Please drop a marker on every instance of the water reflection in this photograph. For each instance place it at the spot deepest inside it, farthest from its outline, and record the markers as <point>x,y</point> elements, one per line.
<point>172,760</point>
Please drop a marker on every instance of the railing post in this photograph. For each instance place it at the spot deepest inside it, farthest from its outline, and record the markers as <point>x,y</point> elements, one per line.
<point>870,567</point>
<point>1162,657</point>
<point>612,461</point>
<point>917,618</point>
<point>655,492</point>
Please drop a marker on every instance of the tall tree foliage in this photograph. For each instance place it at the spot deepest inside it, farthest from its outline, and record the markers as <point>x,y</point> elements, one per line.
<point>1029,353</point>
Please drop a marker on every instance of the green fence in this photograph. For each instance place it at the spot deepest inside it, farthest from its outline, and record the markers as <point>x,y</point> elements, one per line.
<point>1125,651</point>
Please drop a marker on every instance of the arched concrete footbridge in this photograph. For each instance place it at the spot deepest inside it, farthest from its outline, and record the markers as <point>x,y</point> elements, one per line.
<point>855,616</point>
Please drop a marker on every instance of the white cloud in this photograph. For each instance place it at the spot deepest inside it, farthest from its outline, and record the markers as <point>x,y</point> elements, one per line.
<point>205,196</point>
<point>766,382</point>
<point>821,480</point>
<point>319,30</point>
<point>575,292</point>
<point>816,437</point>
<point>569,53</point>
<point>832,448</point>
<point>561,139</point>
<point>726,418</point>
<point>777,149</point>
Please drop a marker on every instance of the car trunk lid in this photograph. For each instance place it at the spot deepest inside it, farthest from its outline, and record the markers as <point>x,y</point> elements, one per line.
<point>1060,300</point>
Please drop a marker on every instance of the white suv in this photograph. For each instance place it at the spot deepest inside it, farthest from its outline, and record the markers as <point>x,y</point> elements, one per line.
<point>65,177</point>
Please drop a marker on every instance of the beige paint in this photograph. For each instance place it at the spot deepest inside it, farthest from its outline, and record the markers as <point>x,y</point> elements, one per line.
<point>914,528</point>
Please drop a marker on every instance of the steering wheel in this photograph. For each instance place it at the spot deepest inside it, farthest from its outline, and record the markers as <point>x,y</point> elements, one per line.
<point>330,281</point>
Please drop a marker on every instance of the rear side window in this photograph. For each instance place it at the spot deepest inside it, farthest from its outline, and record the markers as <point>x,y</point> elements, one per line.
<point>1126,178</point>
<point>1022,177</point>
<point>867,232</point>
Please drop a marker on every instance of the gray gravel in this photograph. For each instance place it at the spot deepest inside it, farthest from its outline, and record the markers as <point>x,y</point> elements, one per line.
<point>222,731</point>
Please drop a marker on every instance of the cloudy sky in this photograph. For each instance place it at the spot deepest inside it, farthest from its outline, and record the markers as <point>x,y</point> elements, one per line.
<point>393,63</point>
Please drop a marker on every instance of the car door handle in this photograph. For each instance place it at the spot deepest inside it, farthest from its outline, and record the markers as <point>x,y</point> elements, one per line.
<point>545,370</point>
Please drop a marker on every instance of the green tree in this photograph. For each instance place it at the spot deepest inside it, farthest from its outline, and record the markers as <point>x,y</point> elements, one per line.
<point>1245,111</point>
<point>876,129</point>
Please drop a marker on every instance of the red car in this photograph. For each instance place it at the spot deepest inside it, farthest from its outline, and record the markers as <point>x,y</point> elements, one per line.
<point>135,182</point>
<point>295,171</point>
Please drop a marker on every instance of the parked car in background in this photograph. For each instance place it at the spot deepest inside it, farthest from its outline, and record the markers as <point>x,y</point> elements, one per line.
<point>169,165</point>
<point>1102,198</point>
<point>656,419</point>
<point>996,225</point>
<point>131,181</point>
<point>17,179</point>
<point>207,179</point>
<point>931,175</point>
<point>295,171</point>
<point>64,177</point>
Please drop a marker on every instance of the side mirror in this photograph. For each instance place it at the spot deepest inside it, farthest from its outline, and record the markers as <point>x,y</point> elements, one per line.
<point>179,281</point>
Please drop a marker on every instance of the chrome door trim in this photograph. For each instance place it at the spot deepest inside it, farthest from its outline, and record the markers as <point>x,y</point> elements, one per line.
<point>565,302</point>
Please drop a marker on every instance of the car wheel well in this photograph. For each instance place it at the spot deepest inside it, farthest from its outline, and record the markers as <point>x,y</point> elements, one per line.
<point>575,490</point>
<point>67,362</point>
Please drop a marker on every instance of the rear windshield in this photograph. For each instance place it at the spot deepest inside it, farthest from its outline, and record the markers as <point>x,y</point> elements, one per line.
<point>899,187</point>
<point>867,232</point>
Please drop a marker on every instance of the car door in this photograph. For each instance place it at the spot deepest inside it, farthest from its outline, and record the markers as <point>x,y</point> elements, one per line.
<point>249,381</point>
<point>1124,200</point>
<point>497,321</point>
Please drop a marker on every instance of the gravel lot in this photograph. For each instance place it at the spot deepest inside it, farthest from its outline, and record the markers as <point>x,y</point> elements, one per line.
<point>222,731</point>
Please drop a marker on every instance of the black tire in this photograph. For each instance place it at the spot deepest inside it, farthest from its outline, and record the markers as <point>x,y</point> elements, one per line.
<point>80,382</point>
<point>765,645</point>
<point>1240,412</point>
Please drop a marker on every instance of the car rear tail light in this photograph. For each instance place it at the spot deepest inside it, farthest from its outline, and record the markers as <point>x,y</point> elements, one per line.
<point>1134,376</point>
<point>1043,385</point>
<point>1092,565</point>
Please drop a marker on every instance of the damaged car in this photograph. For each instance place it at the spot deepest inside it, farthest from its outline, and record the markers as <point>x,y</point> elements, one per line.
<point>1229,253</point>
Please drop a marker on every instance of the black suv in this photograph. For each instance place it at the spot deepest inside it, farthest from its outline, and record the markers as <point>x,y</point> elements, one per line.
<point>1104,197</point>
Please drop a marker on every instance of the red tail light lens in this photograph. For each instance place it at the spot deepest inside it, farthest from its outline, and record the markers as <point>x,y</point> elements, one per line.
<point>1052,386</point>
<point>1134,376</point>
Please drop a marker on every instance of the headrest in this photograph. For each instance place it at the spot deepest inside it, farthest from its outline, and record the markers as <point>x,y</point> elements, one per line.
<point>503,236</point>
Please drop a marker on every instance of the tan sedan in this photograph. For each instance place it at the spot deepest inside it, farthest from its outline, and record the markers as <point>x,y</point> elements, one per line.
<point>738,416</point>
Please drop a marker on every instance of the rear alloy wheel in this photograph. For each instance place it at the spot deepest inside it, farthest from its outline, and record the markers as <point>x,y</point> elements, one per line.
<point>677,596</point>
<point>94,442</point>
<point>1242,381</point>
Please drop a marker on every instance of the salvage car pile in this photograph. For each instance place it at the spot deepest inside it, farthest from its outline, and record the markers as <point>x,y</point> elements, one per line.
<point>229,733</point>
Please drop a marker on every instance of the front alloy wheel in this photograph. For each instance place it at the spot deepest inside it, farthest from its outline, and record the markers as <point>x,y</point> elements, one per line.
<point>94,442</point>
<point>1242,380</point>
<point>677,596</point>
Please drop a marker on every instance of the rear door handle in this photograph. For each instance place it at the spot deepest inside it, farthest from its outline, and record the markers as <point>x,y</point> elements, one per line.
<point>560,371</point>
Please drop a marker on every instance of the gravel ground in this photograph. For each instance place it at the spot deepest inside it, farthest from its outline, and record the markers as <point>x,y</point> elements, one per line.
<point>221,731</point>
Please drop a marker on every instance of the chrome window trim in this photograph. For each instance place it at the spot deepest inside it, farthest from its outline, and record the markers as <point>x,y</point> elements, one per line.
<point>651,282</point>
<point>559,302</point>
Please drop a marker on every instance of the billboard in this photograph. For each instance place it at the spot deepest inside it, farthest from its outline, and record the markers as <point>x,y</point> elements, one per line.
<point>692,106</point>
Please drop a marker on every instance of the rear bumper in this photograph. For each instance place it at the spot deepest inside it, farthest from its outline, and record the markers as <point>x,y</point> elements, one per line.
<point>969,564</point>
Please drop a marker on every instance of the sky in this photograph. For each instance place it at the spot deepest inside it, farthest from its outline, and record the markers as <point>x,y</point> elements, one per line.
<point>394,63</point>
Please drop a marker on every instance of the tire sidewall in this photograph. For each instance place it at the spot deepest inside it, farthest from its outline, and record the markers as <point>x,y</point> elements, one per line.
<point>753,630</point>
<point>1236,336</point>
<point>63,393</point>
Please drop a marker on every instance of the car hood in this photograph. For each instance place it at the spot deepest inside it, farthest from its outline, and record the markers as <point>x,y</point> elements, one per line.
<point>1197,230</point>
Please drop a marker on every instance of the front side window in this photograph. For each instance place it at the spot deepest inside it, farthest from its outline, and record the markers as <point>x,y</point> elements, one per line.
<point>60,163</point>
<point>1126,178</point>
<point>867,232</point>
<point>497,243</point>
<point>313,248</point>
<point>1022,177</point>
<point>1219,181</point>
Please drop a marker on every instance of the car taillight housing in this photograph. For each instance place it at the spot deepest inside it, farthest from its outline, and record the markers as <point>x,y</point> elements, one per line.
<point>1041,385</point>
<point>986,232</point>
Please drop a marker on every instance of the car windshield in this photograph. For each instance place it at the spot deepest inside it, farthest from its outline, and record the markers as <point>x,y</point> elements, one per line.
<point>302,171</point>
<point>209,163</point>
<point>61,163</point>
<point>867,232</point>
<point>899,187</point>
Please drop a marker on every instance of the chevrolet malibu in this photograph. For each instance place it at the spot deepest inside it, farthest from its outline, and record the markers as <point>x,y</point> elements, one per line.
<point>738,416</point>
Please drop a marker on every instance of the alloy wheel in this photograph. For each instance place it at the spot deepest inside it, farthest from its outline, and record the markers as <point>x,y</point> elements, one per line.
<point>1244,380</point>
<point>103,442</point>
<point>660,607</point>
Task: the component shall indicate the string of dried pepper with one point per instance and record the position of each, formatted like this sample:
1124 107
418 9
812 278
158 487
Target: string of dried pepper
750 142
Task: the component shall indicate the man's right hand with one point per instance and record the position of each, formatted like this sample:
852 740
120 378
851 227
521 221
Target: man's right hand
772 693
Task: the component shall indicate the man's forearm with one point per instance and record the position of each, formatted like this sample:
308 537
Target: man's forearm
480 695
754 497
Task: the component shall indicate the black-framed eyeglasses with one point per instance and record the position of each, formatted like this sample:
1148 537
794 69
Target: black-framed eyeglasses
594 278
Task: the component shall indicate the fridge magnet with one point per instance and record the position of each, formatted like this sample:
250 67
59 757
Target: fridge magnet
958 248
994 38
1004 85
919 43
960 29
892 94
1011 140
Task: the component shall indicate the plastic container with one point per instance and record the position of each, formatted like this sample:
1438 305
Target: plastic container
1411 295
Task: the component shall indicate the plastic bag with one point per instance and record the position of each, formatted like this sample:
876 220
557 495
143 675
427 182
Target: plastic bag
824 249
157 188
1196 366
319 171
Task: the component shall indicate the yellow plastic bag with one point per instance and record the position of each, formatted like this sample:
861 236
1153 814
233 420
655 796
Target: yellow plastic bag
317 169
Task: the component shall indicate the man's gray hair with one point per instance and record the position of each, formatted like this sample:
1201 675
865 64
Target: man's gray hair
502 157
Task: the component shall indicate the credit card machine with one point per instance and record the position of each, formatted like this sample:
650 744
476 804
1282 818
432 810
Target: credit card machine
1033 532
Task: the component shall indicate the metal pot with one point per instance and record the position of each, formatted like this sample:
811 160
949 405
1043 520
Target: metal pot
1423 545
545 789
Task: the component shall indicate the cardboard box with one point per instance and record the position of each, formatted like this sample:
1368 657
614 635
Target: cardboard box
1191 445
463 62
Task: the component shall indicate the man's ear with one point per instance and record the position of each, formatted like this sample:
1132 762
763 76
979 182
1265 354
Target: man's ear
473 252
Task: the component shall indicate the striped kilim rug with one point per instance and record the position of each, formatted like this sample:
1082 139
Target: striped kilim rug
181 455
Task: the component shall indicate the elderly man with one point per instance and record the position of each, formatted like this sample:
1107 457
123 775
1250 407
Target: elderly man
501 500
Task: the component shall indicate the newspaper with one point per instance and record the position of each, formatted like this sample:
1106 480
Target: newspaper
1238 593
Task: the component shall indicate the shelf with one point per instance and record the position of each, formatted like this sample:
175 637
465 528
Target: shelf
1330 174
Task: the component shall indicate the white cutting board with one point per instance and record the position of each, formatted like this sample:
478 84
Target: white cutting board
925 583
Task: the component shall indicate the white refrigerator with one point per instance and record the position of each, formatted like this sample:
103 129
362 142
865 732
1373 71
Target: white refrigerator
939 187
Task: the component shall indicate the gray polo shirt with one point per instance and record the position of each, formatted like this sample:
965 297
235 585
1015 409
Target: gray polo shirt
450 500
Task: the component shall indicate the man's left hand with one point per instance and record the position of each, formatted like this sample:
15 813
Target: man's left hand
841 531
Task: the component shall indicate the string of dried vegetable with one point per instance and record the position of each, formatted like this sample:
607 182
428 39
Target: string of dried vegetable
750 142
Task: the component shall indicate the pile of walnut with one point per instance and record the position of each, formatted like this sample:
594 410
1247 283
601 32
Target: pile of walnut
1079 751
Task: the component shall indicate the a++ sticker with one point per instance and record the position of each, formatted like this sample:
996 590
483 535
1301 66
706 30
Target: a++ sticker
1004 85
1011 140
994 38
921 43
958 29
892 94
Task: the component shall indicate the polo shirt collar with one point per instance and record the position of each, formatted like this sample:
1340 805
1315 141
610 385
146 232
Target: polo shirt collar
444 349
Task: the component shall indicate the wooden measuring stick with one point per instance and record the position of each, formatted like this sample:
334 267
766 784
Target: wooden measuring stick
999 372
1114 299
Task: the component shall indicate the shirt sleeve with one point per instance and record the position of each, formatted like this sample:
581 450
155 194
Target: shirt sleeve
-=-=-
## Your goal
Copy out, character for character, the lines from the one containing "Please drop a marker on every instance of the gray" through the one containing "<point>393,63</point>", including both.

## The output
Please drop a marker on every instance of the gray gravel in this photograph. For each instance place it at the spot deepest inside it, farthest from its outline, and record the markers as <point>x,y</point> elements, one per line.
<point>222,731</point>
Please drop a marker on every instance of the cloudy sky in this photograph. For each instance place it at the spot deepest inside it, farthest from its outline, and record the markers as <point>x,y</point> elements, one per line.
<point>393,63</point>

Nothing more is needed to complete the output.